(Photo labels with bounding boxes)
============================================================

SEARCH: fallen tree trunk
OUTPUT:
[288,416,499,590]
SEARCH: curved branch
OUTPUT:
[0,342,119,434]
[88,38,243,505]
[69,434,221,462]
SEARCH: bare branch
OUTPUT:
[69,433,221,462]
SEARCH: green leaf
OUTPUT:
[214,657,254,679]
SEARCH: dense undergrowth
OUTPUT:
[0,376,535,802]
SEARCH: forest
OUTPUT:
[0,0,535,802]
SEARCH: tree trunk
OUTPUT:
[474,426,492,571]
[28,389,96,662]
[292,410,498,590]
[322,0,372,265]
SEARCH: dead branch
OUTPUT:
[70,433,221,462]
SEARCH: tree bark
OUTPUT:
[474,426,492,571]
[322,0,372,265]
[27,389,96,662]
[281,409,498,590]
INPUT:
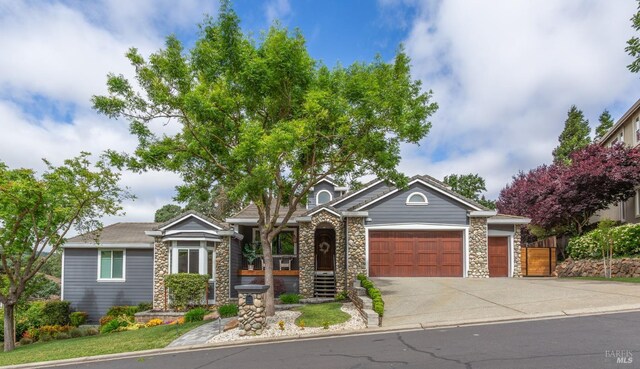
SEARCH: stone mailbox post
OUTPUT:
[234,284,269,336]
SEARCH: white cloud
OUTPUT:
[388,0,640,197]
[265,0,291,25]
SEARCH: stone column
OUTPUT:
[298,222,315,298]
[215,236,231,306]
[347,218,367,287]
[513,224,522,277]
[153,237,169,310]
[468,217,489,278]
[234,284,269,336]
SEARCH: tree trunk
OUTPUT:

============================================================

Set task
Write out the lines of the rows as a numbered list, from the first line of the rows through the line containing "[0,0,535,802]", both included. Leave out any blank lines.

Task output
1. SEARCH: fallen tree trunk
2. OUTPUT:
3. [288,416,499,590]
4. SEARCH: curved branch
5. OUTPUT:
6. [0,342,119,434]
7. [88,38,243,505]
8. [69,434,221,462]
9. SEARCH: bare branch
10. OUTPUT:
11. [69,433,221,462]
12. SEARCH: green leaf
13. OUTPUT:
14. [214,657,254,679]
15. SEARCH: dense undergrowth
16. OUTPUT:
17. [0,376,535,802]
18. SEARCH: forest
19. OUTPUT:
20. [0,0,535,802]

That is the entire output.